Records supplied section start

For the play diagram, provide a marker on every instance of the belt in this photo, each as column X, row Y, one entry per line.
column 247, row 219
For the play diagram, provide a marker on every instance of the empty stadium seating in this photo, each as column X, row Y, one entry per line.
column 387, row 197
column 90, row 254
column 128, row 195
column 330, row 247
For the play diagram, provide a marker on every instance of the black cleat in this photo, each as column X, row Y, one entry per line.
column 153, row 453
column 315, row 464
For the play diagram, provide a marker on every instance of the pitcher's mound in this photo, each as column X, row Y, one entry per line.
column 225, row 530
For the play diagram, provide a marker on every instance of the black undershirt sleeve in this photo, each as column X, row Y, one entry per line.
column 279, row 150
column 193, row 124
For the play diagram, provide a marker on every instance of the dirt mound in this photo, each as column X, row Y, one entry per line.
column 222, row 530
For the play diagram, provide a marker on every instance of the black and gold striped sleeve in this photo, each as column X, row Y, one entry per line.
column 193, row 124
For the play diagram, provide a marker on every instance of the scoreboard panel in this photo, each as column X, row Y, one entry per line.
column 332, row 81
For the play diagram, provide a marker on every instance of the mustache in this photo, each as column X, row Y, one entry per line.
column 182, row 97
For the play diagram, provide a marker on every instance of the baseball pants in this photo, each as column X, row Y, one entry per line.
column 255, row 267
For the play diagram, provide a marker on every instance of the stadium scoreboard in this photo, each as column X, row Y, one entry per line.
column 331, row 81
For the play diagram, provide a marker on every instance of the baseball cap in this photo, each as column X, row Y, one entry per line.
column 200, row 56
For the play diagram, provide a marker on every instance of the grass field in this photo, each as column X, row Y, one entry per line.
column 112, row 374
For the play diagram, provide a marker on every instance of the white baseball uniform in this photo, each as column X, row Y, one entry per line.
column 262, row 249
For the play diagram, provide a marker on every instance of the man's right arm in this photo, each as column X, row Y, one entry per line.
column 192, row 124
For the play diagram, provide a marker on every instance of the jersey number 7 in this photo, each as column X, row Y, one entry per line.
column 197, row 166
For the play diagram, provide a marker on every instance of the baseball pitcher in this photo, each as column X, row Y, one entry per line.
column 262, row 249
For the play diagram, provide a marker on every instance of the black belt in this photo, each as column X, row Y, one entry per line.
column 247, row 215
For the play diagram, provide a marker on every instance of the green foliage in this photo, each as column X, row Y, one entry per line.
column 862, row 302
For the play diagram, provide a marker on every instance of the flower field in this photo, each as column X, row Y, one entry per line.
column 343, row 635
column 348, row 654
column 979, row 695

Records supplied section end

The expected response is the full set of records, reproduced exactly.

▶ Response to the task
For the play diagram, provide a marker on every instance of the belt in this photo, each as column X, row Y, one entry per line.
column 247, row 219
For the play diagram, provide a marker on every instance of the empty stadium seating in this photo, each as column X, row Y, one entry per line.
column 387, row 197
column 90, row 254
column 128, row 195
column 330, row 247
For the play diagram, provide a marker on every instance of the black cleat in this photo, each as column X, row Y, one entry per line.
column 153, row 453
column 315, row 464
For the play diagram, provide a marker on every instance of the pitcher's mound in this photo, each as column X, row Y, one entry per line.
column 225, row 530
For the play diagram, provide a marker on every instance of the black undershirt sleeve in this photo, each as column X, row Y, one entry per line.
column 279, row 150
column 193, row 124
For the play diagram, provide a marker on every instance of the dirt mound in this photo, each as column X, row Y, one entry per line.
column 222, row 530
For the play diagram, provide a marker on every instance of the black and gold striped sleeve in this photo, each as column X, row Y, one entry per line.
column 193, row 124
For the play diagram, provide a marker on every instance of the scoreboard panel in this photo, each as column X, row Y, one entry per line.
column 332, row 81
For the play diagram, provide a marker on every instance of the mustache in this photo, each as column X, row Y, one entry per line.
column 182, row 97
For the play diagram, provide a marker on every instance of the baseball pants in this photo, each as column X, row Y, one entry per line.
column 255, row 267
For the play diagram, provide a marker on every instance of the stadium scoreboard in this photo, each as column X, row Y, one entry per line.
column 331, row 81
For the play diagram, provide a marker on every instance of the baseball cap in this photo, each as column X, row Y, one entry per line.
column 200, row 56
For the play diagram, provide a marker on every instance of the grass field in this photo, each as column X, row Y, one entry per line.
column 112, row 374
For the play diagram, provide a marker on every instance of the white baseball uniform in this photo, each as column X, row Y, one entry per line.
column 262, row 249
For the play diagram, provide a marker on every instance of the man's right arm in this photo, each as column X, row Y, one entry per line.
column 192, row 124
For the play diagram, provide a marker on every instance of the jersey number 7 in this photo, each as column X, row Y, one entry per line.
column 197, row 166
For the play diagram, provide a marker on every instance of the baseball pitcher in this photo, each as column X, row Y, one entry per line.
column 262, row 249
For the play diagram, provide a marker on every instance of the black belt in this photo, each as column X, row Y, one entry per line.
column 247, row 215
For the play diagram, provide a marker on every instance of the green foliage in this photo, each as column X, row Y, one entry per line.
column 862, row 302
For the play diagram, provide a marker on every instance of the flower field in this photo, each as column X, row Y, one entry per line.
column 343, row 635
column 348, row 654
column 979, row 695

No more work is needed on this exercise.